Ignoring every picture, transcribe the data in full as it stands.
== == ==
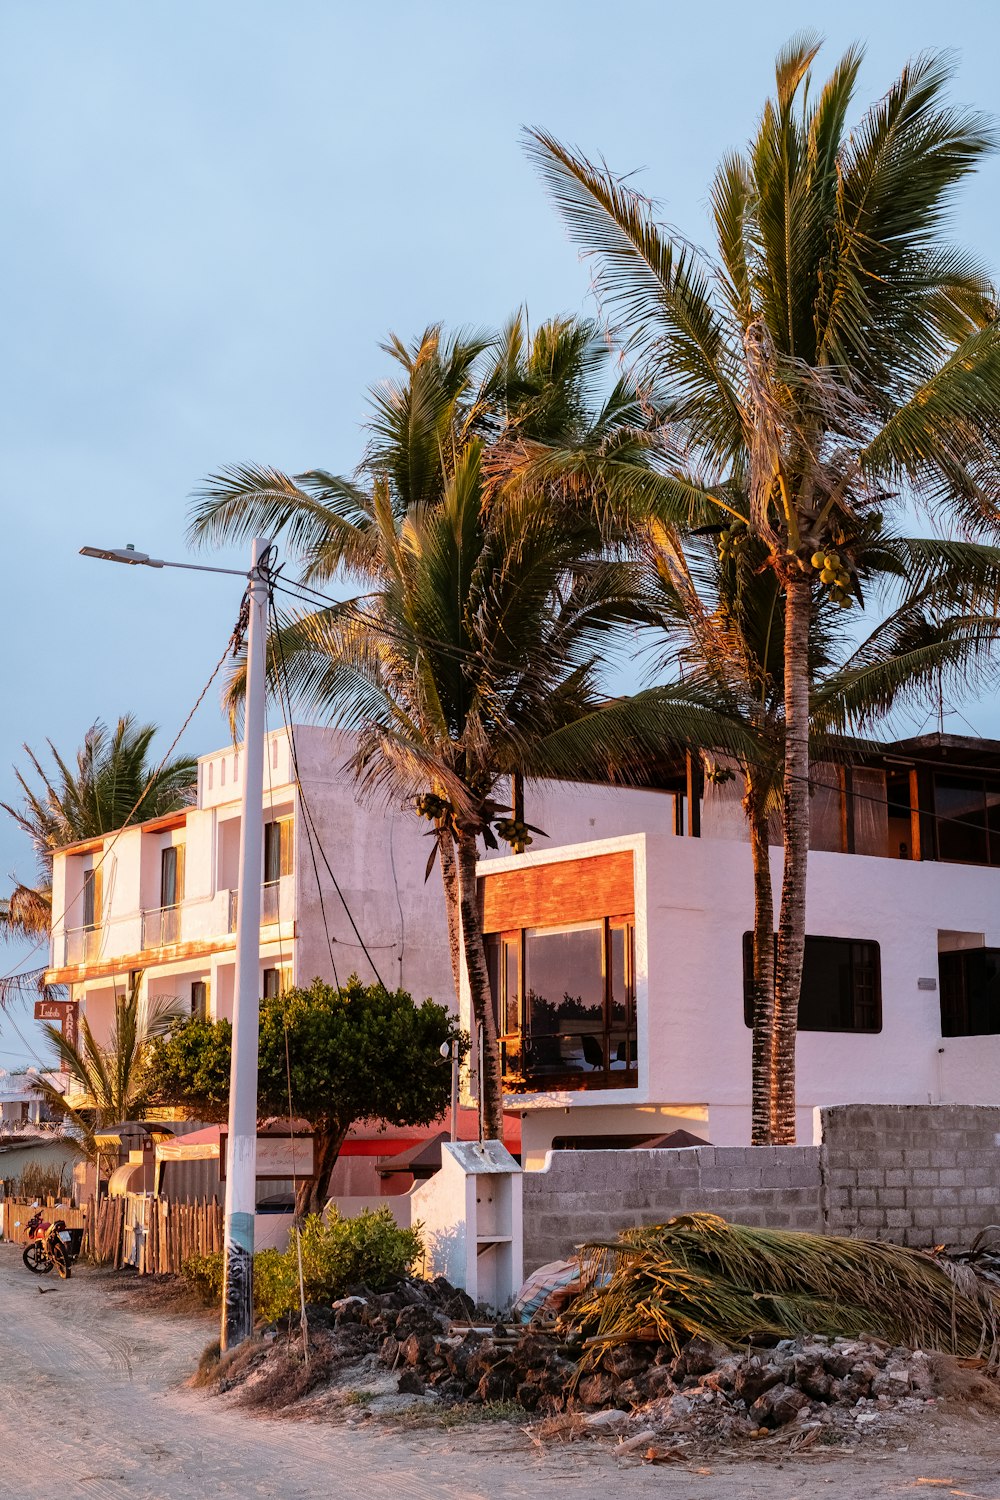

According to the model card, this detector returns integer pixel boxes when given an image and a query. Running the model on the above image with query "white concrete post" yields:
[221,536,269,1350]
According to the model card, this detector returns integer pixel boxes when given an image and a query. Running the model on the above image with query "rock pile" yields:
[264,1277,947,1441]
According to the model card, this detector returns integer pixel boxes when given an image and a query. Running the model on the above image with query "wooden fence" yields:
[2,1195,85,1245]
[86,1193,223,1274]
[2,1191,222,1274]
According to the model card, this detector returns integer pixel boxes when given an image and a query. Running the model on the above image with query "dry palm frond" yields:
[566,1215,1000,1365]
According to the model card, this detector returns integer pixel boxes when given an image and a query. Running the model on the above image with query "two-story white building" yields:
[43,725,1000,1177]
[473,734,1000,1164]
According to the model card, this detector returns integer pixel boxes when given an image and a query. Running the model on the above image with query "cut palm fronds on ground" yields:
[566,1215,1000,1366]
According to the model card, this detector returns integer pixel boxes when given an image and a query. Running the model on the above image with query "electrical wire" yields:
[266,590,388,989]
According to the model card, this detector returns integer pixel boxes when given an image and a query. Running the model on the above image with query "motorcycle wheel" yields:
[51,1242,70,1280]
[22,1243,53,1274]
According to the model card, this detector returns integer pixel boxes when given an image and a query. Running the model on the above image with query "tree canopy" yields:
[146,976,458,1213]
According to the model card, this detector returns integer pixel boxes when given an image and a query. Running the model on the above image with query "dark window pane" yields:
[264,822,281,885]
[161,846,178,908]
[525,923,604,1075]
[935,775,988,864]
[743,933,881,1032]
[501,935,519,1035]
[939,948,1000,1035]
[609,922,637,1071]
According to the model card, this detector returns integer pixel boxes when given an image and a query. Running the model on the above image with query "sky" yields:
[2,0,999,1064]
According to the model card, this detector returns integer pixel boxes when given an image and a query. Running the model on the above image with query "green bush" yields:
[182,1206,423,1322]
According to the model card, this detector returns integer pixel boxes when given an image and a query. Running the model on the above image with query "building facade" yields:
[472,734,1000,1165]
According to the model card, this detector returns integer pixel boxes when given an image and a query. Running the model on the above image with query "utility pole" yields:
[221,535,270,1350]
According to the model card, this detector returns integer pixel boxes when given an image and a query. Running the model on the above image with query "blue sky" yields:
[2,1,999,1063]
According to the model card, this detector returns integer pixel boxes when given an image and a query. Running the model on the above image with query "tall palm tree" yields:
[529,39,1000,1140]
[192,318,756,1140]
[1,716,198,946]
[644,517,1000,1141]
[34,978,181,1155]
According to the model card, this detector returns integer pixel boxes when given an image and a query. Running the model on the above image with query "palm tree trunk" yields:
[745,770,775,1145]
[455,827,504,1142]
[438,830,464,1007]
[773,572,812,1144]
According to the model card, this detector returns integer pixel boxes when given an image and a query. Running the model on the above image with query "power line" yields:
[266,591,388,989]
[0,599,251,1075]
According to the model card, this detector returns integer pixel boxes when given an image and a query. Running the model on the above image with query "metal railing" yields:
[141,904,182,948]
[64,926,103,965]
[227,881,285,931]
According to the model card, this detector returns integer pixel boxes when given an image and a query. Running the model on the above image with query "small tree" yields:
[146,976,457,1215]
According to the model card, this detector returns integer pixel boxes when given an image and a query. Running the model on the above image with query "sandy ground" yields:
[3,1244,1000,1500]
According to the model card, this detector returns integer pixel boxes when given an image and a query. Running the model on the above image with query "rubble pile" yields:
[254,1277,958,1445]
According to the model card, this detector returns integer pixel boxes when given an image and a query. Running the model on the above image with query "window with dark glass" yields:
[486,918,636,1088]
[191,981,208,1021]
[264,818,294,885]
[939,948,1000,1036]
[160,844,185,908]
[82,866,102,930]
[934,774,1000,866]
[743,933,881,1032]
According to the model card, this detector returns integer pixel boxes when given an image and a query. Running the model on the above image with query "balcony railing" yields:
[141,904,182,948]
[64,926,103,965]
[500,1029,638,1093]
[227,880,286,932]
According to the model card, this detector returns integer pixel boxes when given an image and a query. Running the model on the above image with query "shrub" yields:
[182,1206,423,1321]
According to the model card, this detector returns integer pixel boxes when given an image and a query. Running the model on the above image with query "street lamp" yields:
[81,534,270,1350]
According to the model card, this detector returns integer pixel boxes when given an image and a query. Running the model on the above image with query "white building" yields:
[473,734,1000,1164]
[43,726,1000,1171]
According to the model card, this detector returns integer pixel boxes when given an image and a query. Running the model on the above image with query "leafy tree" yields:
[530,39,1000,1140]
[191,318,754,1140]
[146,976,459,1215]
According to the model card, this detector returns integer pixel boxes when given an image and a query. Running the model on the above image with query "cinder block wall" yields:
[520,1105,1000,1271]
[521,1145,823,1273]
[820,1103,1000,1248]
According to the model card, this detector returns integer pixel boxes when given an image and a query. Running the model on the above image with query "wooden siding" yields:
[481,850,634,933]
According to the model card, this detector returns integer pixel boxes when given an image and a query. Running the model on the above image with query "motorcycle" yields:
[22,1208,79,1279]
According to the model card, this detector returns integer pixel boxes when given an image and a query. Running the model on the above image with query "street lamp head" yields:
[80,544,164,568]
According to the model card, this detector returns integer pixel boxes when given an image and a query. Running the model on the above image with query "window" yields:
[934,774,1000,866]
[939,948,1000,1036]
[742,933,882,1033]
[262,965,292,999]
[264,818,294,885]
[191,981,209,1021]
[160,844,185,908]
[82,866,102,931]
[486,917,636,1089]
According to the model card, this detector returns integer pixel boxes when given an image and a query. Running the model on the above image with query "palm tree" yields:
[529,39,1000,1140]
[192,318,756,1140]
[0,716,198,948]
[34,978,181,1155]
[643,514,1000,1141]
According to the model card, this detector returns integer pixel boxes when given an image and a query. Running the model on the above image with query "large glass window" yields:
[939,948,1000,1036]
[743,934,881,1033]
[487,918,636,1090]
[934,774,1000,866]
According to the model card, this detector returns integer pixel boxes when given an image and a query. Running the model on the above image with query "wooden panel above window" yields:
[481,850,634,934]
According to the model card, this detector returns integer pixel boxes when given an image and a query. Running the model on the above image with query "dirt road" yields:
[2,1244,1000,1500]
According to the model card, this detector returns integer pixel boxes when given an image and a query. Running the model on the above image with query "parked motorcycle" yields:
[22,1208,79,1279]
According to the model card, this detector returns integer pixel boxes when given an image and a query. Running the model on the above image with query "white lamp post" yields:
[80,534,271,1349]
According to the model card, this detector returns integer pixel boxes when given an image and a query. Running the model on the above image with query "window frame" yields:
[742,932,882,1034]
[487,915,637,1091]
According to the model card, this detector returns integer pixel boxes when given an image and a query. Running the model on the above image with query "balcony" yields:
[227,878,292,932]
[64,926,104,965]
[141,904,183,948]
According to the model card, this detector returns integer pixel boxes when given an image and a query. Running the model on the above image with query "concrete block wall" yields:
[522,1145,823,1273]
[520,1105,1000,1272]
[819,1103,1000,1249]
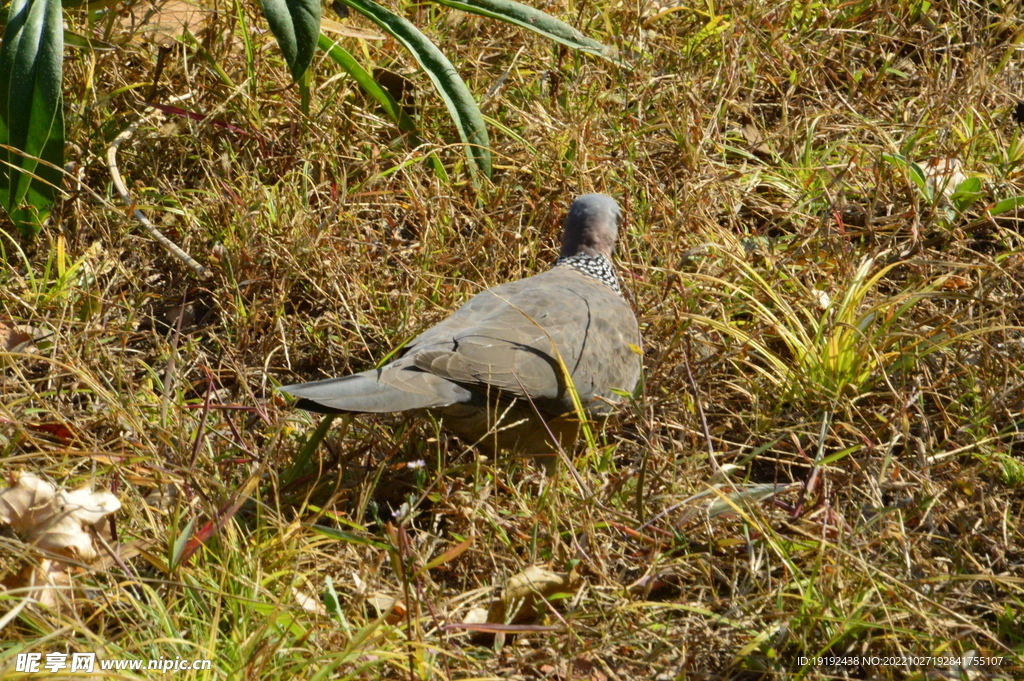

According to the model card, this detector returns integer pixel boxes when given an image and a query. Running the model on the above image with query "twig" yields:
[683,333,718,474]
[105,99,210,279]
== == ==
### OUTPUT OF THE EXERCISE
According to the model card, this detector returns integer pixel boxes when given an image and a query. Running the model on the above image with query "white concrete post" yields:
[221,536,269,1350]
According to the model card, this detector returns integer pixel boxes when given an image and a query. Running the model on the above image with query "rock pile" yields:
[264,1277,947,1441]
According to the model card, this detector returns integer pixel boxes when given an image and a query. Running the model on the above image with query "wooden fence" yields:
[2,1195,85,1245]
[86,1193,223,1274]
[2,1191,222,1274]
According to the model card, this detector returns integer pixel boxes when given an image and a query. Running the model on the above image with query "dry palm frond" yields:
[566,1215,1000,1365]
According to the model card, this detector returns integer pixel boxes when given an image and a query. Running the model on the above image with query "two-story white building" yields:
[43,725,1000,1177]
[473,734,1000,1164]
According to the model card, this detector returns integer pixel boxes when given an image and a query. Running the model on the above image with query "cut palm fronds on ground" yields:
[566,1215,1000,1366]
According to the model card, this detector returns integer pixel boxes when given an image and a query. Running the model on the above image with query "electrical wire" yields:
[266,590,388,989]
According to the model card, this detector returns integer pixel boxes when given an image and a query. Running the model on the above image with query "motorcycle wheel" yields:
[51,1242,70,1280]
[22,1243,53,1274]
According to the model card, this detector returns integer pixel boxes when given an image and a query. Running the model on the above image with query "tree canopy" yields:
[146,976,458,1213]
According to the model card, this detector returns integer pixel boxes when given an image and a query. Running the model on the above image with query "dark window pane" yields:
[264,822,281,885]
[161,846,178,908]
[525,923,604,1075]
[935,775,988,864]
[743,933,881,1032]
[501,935,519,1035]
[939,948,1000,1035]
[609,922,637,1071]
According to the model card, this detector returns integer pixel boxes when given an image and a query. Running the model on the above image with query "sky" yields:
[2,0,999,1064]
According to the model card, this detector returns integer pixel boxes when given an image and a query. Running the model on the above image with query "green bush" yields:
[182,1206,423,1322]
According to the model card, this detector returns integer pixel boxes when given an image and a query. Running the model on the above image with query "building facade" yields:
[472,734,1000,1165]
According to the model card, this detector returns integer pixel boxes when given an image and a query. Running the model on the above image with query "utility pole" yields:
[221,535,270,1350]
According to the model card, this detector returns integer pixel boxes when given an image and a query. Running the model on the above image with query "blue sky" yields:
[2,1,999,1063]
According to the model card, this detector returns integer pixel boxes when given an image and a query. Running the model on the above image with query "tall palm tree" yields:
[529,39,1000,1140]
[192,318,756,1140]
[1,716,198,946]
[644,517,1000,1141]
[34,978,181,1155]
According to the model card, this detector returns integer pixel boxes when given an image and a query. Running the model on the above image with query "palm tree trunk" yields:
[745,770,775,1145]
[455,827,504,1142]
[438,830,464,1007]
[773,572,812,1144]
According to the model card, this detector returns integer pixel boxes when given an image and a query. Running the model on the above image with query "power line" yields:
[266,591,388,989]
[0,599,251,1075]
According to the model card, this detector returns integer pixel boxes when given an image and a query. Running the model on the above image with query "metal railing" yields:
[141,904,182,948]
[64,926,103,965]
[227,881,285,931]
According to the model card, this detector returns integer pixel boxes when given an image and a query. Running the model on the above image with query "small tree" yields:
[146,976,457,1215]
According to the model card, this detector returns integer pixel boxes when given an image and a query. Running the model on the above image with query "sandy ground" yields:
[3,1244,1000,1500]
According to the model card, this detector returns integer pixel boxes when given an image and a query. Running the model on the above image with query "rubble pile" yields:
[254,1277,958,1445]
According to the model card, this detector returns integer pixel boxes when given an image and a query. Running the model on the above image with query "window with dark glass" yields:
[486,918,636,1088]
[191,981,208,1021]
[264,818,294,885]
[939,948,1000,1036]
[160,844,185,908]
[82,866,102,930]
[934,774,1000,866]
[743,933,881,1032]
According to the model card, this detector returns integer pixel boxes when given an image and a query. Running the model on the above image with query "balcony railing" yields:
[141,904,182,948]
[64,926,103,965]
[500,1029,638,1093]
[227,880,286,932]
According to the model card, this detector returns integer pixel boxes when given an image and a query. Running the model on the above image with query "shrub" yields:
[182,1206,423,1321]
According to the model card, this detector returns integer pixel boxes when given an image and a query. Running the model on the above image with query "street lamp" yields:
[81,534,270,1350]
According to the model card, this detector returns integer pixel boxes when given an image and a query. Running the model on the above image with query "white building" yields:
[473,734,1000,1164]
[43,726,1000,1171]
According to the model card, this detector returns integer pixel boxes when given an image and a query. Running the model on the above image with query "leafy tree" yields:
[530,39,1000,1140]
[191,318,754,1140]
[146,976,459,1215]
According to the model card, this detector returns integer pixel boxes when given an image and a query. Running the model on the above image with query "cinder block wall" yields:
[520,1105,1000,1271]
[521,1145,823,1273]
[820,1103,1000,1248]
According to the model card, this detector returns integer pixel boxes when given an image and a query. Running the model on the above image with query "wooden siding" yields:
[481,850,634,933]
According to the model card, this detector returns integer pixel boxes when given an image and a query. Running the model on the above image with query "motorcycle" yields:
[22,1208,79,1279]
According to the model card, this detector returns integer pixel boxes when given an image and a query. Running the model on the above image with query "street lamp head" yields:
[80,544,164,568]
According to the model card, this detector returns integer pixel boxes when given an image and a query. Running the model on the above image with query "window" yields:
[934,774,1000,866]
[939,948,1000,1036]
[742,933,882,1033]
[262,965,292,999]
[264,818,294,885]
[191,981,209,1021]
[160,844,185,908]
[82,866,102,931]
[486,917,636,1089]
According to the model card, this detector returns integer pixel boxes when given an image and a query. Running the model on the above image with query "palm tree" yields:
[529,39,1000,1140]
[192,318,756,1140]
[0,716,198,948]
[34,978,181,1155]
[643,514,1000,1141]
According to the model card, this detector returns integer pixel boxes when given an image and a query. Running the model on the above image with query "large glass window" yields:
[939,948,1000,1036]
[743,934,881,1033]
[487,918,636,1090]
[934,774,1000,866]
According to the model card, this detector returns integer pixel boxes when given an image and a query. Running the model on the above image with query "wooden panel above window" yields:
[481,850,634,934]
According to the model card, this detector returns integer pixel boxes when given an image and a query. Running the model on the above image with query "dirt road" yields:
[2,1244,1000,1500]
According to the model card, this detector returns integer pixel boxes when given an image and a query. Running the model on the above image with query "parked motorcycle" yields:
[22,1208,79,1279]
According to the model card, this detector returns integer pixel boxes when given an image and a query. Running the model on the above image with query "white lamp post" yields:
[80,534,271,1349]
According to the model card, this detector returns integer pixel boxes when given an image and a query. Running the model on the above image with query "window frame" yields:
[742,932,882,1034]
[487,915,637,1091]
According to the model card, this detector returns integer pixel boxes when given an image and a query. Running the model on the above image with query "balcony" yields:
[227,878,292,932]
[64,926,104,965]
[141,904,183,948]
According to the model card, this detector returns integer pixel boxes when given an image and a query. Running the model on the above image with query "concrete block wall" yields:
[522,1145,823,1273]
[520,1105,1000,1272]
[819,1103,1000,1249]

According to the model card, this detector returns integer pixel boxes when given an image and a query. Running the model on the above image with query "twig" yields:
[683,333,718,474]
[105,99,210,279]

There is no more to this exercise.